** Opening SOURCE PASSAGE block **
Background information
- Born: 7 September 1987 (age 39) Kyiv, Ukraine
- Origin: Ukraine
- Genres: Pop; Eurodance;
- Occupations: Singer; songwriter; TV presenter;
- Years active: 2002–present
- Label: Bandamusic;
- Website: angeliya.su

= AngeliyA =

Ukrainian singer, songwriter, and television presenter (born 1987)

AngeliyA (АнгелиЯ; born 7 September 1987) is a Ukrainian popular singer, songwriter and TV-presenter, she creates songs that are often characterized by themes of love, relationships, and life of the people, as well as female empowerment, lyrics of her songs are sensually and soulful, and even very often autobiographical.

==Music career==
AngeliyA debuted her singing career by performing in various singing and dancing competitions as a child, and rose to fame in the mid-2000s with the hit single "We are in contact". The track became the undisputed number one pop song of the year, dominating the Eastern Europe pop, urban world which gaining a lot of radio airplay. In 2010 she released the music video to the single "We are in contact" which blew up online space and the song entered the best music compilations including "Golden Gramophone", "Russian Radio Hits», «Best on the Europa plus" etc.

===2011–2014: Early career===
In early 2011, AngeliyA began working on more songs. Meanwhile, she collaborated with Young Paperboyz on single "I am 2011", which peaked at number two on the KISS FM Top 100, and reached the top ten in ten other countries

In summer 2012, AngeliyA released the emotive video for her romantic pop ballad "You are mine", which was a major worldwide success, top music charts in Ukraine, the Baltic countries (Estonia, Latvia and Lithuania) and the Commonwealth of Independent States.

AngeliyA has featured on the covers of a number of magazines and has won a lot of award including Prize winner of the American Music Project "Atlantic Breeze" award, performance at the concert program on the main stage of EURO 2012 in Ukraine.

AngeliyA also has worked on television shows, she became a presenter of author's entertainment TV program "Night Show on the First" and "Diary Contest Eurovision" at the First National TV Channel of Ukraine.
** Closing SOURCE PASSAGE block **
** Opening INFORMATION block **
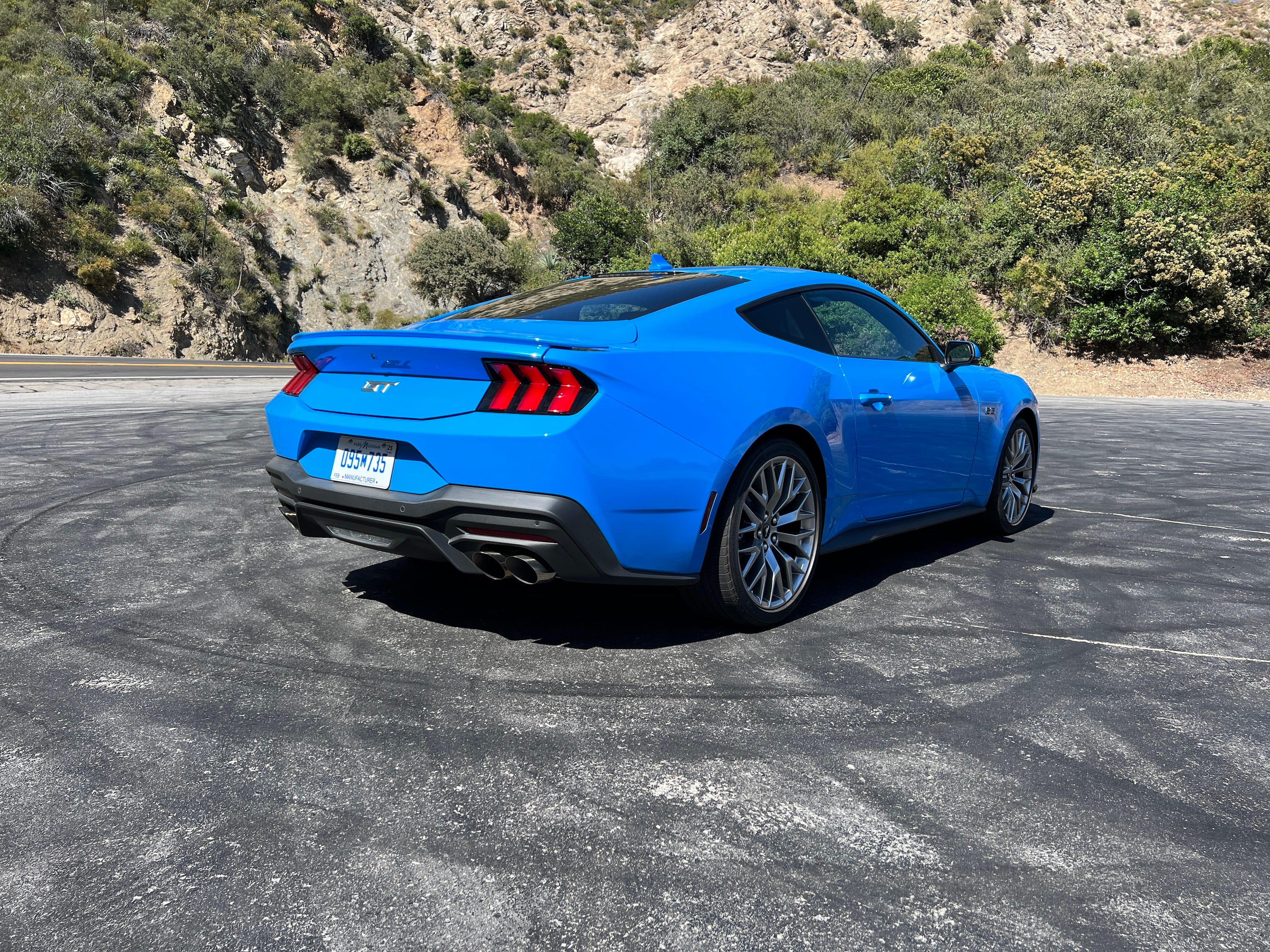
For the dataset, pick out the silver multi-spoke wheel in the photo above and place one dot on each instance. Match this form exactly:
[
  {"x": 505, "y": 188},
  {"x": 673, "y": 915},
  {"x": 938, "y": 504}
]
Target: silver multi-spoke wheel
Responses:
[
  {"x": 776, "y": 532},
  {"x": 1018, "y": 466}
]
** Closing INFORMATION block **
** Opening INFORMATION block **
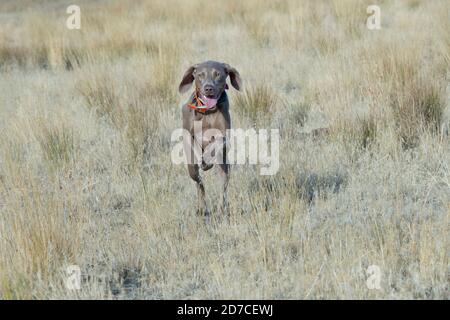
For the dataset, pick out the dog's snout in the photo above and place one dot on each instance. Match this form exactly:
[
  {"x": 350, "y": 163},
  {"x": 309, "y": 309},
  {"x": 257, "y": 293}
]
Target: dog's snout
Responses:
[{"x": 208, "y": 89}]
** Closing INFORMATION block **
** Opening INFORMATION block **
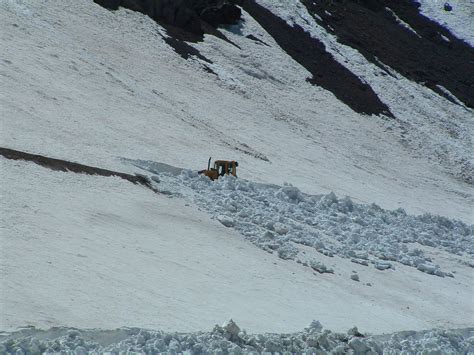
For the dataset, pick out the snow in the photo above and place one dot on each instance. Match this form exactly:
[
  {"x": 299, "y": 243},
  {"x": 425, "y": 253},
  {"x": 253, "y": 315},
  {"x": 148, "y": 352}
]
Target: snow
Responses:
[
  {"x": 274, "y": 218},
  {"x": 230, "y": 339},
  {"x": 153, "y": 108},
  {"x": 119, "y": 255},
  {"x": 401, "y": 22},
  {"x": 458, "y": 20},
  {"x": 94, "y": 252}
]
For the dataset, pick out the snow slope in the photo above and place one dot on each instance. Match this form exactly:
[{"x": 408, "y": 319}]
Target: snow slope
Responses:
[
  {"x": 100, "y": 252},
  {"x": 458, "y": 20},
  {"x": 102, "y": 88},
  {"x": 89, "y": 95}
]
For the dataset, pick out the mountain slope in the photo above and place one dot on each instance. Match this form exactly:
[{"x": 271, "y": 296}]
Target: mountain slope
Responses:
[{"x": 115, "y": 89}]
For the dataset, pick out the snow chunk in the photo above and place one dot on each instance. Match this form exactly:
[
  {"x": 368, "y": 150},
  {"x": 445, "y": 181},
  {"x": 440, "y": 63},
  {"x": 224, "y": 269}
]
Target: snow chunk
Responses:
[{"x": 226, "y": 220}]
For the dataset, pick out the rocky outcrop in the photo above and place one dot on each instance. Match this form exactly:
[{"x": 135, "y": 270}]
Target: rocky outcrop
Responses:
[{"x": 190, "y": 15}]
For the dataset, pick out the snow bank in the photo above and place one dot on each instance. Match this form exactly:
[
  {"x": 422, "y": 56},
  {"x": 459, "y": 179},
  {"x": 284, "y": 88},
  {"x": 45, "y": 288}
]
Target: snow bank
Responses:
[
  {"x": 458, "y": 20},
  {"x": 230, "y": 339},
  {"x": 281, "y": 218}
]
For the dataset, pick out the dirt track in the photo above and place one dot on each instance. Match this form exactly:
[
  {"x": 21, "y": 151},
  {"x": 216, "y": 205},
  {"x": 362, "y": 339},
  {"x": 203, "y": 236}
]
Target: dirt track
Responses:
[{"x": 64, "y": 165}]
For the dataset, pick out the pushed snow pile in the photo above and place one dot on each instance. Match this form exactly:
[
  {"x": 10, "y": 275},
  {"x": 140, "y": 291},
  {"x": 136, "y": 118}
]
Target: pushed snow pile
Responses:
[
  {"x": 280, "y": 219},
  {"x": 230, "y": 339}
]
** Closing INFORMATION block **
» WORK REQUEST
According to the article about AngeliyA, what single did she record with Young Paperboyz? The records are separate material and are unrelated to the article about AngeliyA.

» WRITTEN SOLUTION
"I am 2011"